What the exercise asks:
Give back every record exactly as it reads.

-*-

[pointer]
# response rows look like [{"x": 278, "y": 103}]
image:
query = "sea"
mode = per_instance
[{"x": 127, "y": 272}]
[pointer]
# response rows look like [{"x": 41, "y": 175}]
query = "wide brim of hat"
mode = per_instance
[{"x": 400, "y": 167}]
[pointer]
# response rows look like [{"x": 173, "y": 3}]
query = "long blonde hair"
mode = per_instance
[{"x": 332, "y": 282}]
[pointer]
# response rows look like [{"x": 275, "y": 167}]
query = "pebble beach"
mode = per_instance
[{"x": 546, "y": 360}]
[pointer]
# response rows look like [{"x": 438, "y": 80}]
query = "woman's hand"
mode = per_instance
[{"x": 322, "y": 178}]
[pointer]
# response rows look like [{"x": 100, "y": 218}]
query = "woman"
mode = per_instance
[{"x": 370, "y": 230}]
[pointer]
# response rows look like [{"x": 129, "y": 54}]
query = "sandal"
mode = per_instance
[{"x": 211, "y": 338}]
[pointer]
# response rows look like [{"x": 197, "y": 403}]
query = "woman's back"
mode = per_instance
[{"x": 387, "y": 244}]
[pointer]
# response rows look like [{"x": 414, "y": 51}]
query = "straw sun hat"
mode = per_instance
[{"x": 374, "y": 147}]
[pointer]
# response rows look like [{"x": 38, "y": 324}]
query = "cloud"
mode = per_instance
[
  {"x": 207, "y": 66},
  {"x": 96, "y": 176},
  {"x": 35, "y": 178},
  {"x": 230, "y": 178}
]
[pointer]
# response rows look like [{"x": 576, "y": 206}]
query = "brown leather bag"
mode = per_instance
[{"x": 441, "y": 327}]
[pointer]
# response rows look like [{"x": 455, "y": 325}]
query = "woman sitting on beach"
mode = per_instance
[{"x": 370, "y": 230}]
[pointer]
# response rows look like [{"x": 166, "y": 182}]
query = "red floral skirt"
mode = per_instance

-*-

Result:
[pointer]
# response rows look like [{"x": 278, "y": 103}]
image:
query = "sea"
mode = per_instance
[{"x": 127, "y": 272}]
[pointer]
# response rows look like [{"x": 41, "y": 175}]
query = "wide brim of hat"
mode = per_instance
[{"x": 400, "y": 167}]
[pointer]
# response rows look like [{"x": 173, "y": 3}]
query = "long blonde hair"
mode = per_instance
[{"x": 332, "y": 282}]
[pointer]
# response rows look like [{"x": 275, "y": 167}]
query = "pebble beach"
mode = per_instance
[{"x": 546, "y": 360}]
[pointer]
# response rows look like [{"x": 438, "y": 80}]
query = "woman's hand"
mode = per_instance
[{"x": 322, "y": 178}]
[pointer]
# response rows look like [{"x": 100, "y": 218}]
query = "woman"
mode = per_instance
[{"x": 370, "y": 230}]
[pointer]
# response rows look like [{"x": 129, "y": 54}]
query = "sandal"
mode = per_instance
[{"x": 211, "y": 338}]
[pointer]
# response rows look like [{"x": 197, "y": 403}]
query = "woman's back"
mode = per_instance
[{"x": 387, "y": 244}]
[pointer]
# response rows look like [{"x": 414, "y": 51}]
query = "straw sun hat"
mode = per_instance
[{"x": 374, "y": 147}]
[pointer]
# response rows look like [{"x": 38, "y": 324}]
query = "cloud"
mode = per_instance
[
  {"x": 207, "y": 66},
  {"x": 96, "y": 176},
  {"x": 35, "y": 178},
  {"x": 230, "y": 178}
]
[pointer]
# response rows look like [{"x": 576, "y": 206}]
query = "brown leather bag"
mode = per_instance
[{"x": 441, "y": 327}]
[pointer]
# response rows look like [{"x": 455, "y": 325}]
query = "woman sitting on beach"
mode = per_instance
[{"x": 370, "y": 230}]
[pointer]
# response rows look like [{"x": 166, "y": 182}]
query = "red floral skirt"
mode = per_instance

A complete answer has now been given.